**WHAT IS EXPECTED**
Pull out every line of the entries below that contains the string "logo", matching case exactly.

**DATASET ROWS**
______________________________

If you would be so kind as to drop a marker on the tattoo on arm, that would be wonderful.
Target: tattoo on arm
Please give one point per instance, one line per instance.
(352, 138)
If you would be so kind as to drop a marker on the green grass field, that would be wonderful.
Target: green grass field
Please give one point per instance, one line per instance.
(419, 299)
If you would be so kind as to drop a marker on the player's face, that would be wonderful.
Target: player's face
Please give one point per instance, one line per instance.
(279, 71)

______________________________

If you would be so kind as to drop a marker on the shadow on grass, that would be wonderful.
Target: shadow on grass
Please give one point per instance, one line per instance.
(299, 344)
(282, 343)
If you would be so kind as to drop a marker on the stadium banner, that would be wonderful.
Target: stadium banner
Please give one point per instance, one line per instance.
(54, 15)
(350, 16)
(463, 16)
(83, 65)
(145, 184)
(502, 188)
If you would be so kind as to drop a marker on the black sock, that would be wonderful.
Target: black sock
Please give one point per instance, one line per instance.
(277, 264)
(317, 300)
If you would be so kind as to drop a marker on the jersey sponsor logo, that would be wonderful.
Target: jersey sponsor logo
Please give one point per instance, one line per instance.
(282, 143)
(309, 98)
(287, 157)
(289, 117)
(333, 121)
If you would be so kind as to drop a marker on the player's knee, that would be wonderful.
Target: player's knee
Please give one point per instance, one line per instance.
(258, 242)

______________________________

**ANSWER TO THE TASK**
If you would be so kind as to drop a marker on the jersey sponsor logo, that would be wonderful.
Target: jersey sponsor logo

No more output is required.